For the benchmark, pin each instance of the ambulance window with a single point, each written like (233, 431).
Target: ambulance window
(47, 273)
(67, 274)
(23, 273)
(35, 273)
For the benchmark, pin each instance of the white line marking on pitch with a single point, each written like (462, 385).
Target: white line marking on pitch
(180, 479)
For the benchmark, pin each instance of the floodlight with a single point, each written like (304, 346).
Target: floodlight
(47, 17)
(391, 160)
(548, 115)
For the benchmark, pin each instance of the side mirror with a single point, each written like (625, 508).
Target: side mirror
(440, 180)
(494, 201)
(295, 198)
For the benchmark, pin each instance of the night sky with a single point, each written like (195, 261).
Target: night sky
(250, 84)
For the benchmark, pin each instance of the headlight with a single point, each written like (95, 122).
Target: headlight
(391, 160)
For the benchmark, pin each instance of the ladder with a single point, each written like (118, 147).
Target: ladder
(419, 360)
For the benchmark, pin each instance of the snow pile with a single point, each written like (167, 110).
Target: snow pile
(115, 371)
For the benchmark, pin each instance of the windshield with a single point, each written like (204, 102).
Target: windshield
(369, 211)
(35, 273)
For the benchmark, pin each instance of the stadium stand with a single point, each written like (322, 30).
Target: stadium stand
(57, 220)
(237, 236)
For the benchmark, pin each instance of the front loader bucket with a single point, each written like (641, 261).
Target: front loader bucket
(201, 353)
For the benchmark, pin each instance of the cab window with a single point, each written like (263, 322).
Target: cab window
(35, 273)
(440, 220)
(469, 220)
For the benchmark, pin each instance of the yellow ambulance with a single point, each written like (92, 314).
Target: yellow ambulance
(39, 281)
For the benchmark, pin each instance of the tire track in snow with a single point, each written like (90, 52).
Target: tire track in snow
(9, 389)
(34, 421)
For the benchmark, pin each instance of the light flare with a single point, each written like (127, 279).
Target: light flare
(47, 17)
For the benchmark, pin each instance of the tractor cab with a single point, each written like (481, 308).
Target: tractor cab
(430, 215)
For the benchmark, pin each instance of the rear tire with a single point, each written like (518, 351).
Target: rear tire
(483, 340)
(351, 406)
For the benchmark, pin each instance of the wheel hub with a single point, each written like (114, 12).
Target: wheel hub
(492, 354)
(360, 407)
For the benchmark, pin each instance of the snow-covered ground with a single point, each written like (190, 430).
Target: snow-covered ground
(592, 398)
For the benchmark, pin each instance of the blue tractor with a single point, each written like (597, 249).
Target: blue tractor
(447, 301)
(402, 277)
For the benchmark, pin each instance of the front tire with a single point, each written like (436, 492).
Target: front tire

····················

**Stated goal**
Swap "For the benchmark" for "For the evaluation" wherever it occurs in the records above, and write out all the records again with no other changes.

**Written solution**
For the evaluation, pin each instance of the ambulance window with a single point, each written like (233, 431).
Target: ambulance window
(47, 273)
(67, 274)
(23, 273)
(35, 273)
For the evaluation, pin each instance of the white line marking on pitch with a single point, each written like (462, 385).
Target: white line marking on pitch
(180, 479)
For the evaluation, pin each instance of the floodlight with a single point, each written like (304, 346).
Target: floodlight
(47, 17)
(391, 160)
(548, 115)
For the evaluation, pin each instance of the side mirror with a single point, each written like (625, 508).
Target: side mirror
(440, 180)
(494, 201)
(295, 198)
For the evaluation, pin each instance of the night sky with a single point, each written like (195, 261).
Target: night sky
(250, 84)
For the evaluation, pin each instance of the headlight with a single point, each written like (95, 122).
Target: headlight
(391, 160)
For the evaluation, pin each instance of the ladder with a single point, each written like (118, 147).
Target: ladder
(419, 360)
For the evaluation, pin each instance of the snow pile with a single point, each written like (167, 110).
Target: snow pile
(115, 371)
For the evaluation, pin each instance of the windshield with a single point, each written like (204, 102).
Target: windshield
(369, 211)
(35, 273)
For the evaluation, pin each instance of the stadium stand with a single point, each written like (322, 30).
Target: stadium stand
(57, 220)
(237, 236)
For the evaluation, pin each instance of the front loader bucket with a single point, each written like (641, 261).
Target: front loader bucket
(201, 353)
For the evaluation, pin each instance of the cab window with a single point, each written like (263, 322).
Target: cab window
(35, 273)
(440, 220)
(469, 220)
For the evaluation, pin each instance of the yellow ambulance with a single point, each written like (92, 314).
Target: yellow ambulance
(39, 281)
For the evaluation, pin each instance of the tire track in snow with a single point, each written like (90, 52).
Target: tire track in snow
(9, 389)
(34, 421)
For the evaluation, pin each instance of the light flare with a single point, each written like (127, 279).
Target: light flare
(47, 17)
For the evaluation, pin each instance of the tractor cab with a single point, each written like (481, 308).
Target: tractor cab
(430, 215)
For the evaluation, pin each instance of the rear tire with a single point, each written like (518, 351).
Target: rear tire
(483, 340)
(351, 406)
For the evaluation, pin each instance of the wheel hub with a single point, each written like (114, 12).
Target: wheel hub
(492, 354)
(360, 407)
For the evaluation, pin each instance of the snow-covered ground with a single point, each written like (190, 430).
Target: snow-covered ground
(592, 398)
For the evaluation, pin each instance of the blue tractor with a single point, each written like (597, 249).
Target: blue tractor
(447, 301)
(402, 277)
For the evaluation, pin each instance of the front tire with a single point, each written like (436, 492).
Target: front tire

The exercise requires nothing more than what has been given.